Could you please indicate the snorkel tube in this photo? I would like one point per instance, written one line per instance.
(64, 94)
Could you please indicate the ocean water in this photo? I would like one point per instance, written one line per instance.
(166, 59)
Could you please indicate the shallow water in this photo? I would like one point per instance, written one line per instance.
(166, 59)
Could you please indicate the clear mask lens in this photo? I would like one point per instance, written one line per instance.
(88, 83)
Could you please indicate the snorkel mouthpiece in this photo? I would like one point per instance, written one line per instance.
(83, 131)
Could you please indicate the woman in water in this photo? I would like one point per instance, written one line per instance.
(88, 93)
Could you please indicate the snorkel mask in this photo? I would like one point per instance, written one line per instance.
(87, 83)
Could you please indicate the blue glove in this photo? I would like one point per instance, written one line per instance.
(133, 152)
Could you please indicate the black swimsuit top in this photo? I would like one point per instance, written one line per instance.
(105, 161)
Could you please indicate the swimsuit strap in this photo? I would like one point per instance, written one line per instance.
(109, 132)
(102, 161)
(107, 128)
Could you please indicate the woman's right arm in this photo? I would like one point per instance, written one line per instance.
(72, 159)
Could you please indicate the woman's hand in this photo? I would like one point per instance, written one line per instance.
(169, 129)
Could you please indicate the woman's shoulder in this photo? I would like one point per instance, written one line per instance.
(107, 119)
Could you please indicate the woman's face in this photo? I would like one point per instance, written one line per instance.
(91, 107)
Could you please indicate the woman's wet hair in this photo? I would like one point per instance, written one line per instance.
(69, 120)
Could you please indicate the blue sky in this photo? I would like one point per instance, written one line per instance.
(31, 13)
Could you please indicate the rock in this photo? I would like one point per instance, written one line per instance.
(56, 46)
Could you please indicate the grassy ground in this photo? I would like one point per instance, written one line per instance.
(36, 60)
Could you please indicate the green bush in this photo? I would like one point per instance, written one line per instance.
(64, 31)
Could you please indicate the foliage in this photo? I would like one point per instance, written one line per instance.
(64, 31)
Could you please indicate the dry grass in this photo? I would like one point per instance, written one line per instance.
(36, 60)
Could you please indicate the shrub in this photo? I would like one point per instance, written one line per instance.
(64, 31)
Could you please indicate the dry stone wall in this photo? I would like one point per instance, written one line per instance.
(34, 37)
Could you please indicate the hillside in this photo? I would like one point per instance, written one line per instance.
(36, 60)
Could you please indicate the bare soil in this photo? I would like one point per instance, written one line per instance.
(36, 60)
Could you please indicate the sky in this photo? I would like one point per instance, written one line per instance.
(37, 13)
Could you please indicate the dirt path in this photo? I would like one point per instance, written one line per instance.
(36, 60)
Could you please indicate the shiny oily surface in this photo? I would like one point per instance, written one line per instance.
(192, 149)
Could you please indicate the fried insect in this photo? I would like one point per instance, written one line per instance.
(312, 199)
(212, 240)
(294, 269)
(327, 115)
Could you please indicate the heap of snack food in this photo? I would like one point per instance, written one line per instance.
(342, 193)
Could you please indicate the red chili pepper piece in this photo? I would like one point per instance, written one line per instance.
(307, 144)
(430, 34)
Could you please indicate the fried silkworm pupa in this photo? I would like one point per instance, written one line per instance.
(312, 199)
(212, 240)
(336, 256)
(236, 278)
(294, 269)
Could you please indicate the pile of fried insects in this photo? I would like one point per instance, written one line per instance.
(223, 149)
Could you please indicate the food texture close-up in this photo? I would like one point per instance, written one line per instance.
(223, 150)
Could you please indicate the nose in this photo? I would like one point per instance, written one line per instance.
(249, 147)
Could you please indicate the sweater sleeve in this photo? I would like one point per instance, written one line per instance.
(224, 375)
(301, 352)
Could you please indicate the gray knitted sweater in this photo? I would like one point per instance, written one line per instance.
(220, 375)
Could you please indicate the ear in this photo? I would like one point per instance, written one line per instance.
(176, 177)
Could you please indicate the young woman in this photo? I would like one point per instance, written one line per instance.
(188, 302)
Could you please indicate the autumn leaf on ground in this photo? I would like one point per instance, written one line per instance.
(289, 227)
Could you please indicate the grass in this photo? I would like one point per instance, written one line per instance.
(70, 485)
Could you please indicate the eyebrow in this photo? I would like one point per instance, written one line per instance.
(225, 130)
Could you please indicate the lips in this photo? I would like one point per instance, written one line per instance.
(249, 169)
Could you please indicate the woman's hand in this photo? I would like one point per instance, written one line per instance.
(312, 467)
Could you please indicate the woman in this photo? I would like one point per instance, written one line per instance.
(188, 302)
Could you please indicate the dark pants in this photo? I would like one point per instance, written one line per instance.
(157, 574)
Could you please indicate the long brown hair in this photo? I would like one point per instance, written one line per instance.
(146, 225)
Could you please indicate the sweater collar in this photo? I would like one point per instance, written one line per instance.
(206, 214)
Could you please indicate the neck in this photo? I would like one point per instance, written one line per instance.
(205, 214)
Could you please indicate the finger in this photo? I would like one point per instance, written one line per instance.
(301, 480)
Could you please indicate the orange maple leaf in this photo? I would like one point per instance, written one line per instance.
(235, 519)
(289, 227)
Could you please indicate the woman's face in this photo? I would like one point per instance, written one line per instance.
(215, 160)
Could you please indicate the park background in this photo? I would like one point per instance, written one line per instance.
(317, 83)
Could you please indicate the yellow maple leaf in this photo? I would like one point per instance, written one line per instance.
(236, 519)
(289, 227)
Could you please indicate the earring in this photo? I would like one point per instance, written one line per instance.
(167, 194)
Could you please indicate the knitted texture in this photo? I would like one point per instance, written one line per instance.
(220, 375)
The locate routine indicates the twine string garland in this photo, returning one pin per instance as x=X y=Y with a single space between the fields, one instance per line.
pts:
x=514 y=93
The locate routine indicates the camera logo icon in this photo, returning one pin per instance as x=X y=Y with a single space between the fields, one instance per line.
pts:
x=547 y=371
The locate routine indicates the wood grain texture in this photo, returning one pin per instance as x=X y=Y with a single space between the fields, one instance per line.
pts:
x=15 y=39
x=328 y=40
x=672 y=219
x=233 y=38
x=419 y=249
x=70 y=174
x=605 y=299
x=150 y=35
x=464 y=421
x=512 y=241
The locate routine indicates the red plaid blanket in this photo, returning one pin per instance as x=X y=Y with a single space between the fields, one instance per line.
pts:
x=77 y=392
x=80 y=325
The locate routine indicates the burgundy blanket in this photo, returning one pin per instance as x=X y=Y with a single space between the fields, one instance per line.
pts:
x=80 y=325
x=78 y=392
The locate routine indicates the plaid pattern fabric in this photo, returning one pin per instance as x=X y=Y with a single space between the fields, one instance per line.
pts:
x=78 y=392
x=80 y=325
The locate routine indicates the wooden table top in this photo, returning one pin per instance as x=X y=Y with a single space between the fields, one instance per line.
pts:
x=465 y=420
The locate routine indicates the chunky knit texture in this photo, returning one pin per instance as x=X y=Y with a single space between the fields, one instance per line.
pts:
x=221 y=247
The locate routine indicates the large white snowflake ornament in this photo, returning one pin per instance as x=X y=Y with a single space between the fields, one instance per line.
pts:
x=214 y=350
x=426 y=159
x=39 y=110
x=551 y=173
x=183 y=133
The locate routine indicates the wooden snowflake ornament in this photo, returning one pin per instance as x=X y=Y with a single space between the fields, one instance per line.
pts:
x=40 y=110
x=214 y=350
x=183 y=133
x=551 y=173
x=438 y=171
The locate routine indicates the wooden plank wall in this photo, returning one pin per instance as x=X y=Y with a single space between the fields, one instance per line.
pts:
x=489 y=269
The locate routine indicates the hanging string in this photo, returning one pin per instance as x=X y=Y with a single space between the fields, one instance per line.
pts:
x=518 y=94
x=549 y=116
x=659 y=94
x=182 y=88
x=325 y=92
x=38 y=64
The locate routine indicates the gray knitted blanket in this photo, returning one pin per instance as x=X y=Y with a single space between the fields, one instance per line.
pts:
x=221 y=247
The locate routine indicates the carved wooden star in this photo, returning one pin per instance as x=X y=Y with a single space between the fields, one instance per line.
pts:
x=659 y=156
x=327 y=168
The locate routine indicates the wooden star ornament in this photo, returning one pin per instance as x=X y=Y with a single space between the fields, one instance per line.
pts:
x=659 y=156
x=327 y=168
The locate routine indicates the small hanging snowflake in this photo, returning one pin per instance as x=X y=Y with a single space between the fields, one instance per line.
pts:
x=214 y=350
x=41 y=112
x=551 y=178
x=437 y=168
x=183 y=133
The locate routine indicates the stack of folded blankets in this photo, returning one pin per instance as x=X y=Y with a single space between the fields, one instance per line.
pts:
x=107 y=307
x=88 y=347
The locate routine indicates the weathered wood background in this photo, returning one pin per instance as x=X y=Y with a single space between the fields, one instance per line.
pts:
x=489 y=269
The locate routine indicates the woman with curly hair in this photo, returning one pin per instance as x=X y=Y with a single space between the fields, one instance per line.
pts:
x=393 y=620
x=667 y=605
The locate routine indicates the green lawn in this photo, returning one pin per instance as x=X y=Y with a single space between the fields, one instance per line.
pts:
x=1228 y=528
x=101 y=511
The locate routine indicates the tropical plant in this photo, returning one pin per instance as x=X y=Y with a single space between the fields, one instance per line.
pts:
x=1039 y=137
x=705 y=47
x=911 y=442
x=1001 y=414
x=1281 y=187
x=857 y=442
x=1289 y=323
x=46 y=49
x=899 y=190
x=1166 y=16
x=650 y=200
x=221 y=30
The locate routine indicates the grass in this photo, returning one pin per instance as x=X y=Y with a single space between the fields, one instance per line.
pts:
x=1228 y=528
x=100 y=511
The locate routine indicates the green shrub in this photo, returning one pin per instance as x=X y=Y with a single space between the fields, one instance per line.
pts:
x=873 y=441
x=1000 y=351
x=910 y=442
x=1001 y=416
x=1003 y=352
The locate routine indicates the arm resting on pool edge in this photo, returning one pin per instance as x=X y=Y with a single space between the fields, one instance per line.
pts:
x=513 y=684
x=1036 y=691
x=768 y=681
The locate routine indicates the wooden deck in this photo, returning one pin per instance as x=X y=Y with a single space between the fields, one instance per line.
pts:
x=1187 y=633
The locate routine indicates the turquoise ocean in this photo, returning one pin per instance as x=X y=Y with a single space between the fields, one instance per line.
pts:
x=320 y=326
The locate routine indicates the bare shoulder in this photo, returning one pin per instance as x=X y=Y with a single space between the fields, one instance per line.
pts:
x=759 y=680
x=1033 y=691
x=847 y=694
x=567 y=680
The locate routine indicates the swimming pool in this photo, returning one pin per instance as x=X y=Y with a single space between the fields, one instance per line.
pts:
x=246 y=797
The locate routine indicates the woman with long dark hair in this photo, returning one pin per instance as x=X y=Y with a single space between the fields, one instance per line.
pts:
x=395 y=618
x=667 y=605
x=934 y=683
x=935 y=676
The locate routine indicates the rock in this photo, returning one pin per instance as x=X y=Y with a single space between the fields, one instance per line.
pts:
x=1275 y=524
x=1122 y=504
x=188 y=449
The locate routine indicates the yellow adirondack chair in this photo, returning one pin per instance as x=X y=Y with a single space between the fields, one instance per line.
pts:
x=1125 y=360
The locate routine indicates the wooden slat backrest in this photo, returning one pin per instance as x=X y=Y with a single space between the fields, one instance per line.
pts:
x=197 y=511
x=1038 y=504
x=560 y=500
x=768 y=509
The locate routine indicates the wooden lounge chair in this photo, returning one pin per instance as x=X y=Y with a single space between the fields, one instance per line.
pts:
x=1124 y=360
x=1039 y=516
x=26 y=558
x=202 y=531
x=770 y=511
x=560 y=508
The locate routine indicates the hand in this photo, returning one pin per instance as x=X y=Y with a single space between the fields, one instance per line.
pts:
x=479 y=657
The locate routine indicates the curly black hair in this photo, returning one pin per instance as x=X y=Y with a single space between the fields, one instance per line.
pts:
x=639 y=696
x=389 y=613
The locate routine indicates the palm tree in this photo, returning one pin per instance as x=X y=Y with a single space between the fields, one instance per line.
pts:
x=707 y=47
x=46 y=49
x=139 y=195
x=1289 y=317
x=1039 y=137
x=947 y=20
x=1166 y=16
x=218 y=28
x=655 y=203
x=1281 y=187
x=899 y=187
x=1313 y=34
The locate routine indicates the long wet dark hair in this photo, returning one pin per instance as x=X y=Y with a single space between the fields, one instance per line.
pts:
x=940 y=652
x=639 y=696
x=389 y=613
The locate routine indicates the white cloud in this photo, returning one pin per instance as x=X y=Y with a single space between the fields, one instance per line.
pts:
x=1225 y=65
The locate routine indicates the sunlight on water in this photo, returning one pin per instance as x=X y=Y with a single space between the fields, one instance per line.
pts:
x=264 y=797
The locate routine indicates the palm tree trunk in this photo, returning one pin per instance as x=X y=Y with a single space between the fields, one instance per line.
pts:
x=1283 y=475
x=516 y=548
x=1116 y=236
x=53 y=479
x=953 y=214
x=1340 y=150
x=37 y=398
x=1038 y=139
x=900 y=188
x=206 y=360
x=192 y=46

-- -- --

◆ About this exercise: Isolate each line of the listing above that includes "snowflake". Copy it.

◆ Exercise answer:
The locate routine indicates the large white snowflake ornament in this photo, returning one pin per instance as x=X y=Y with a single space between the fields, one instance per line.
The locate routine indicates the wooden snowflake ornament in this photo, returning one pin per instance as x=X y=Y with a single space between the fields, one instance per line.
The locate routine indicates the small hanging snowflake in this photo, returning one pin per instance as x=X y=Y with a single space between the fields, one instance per line.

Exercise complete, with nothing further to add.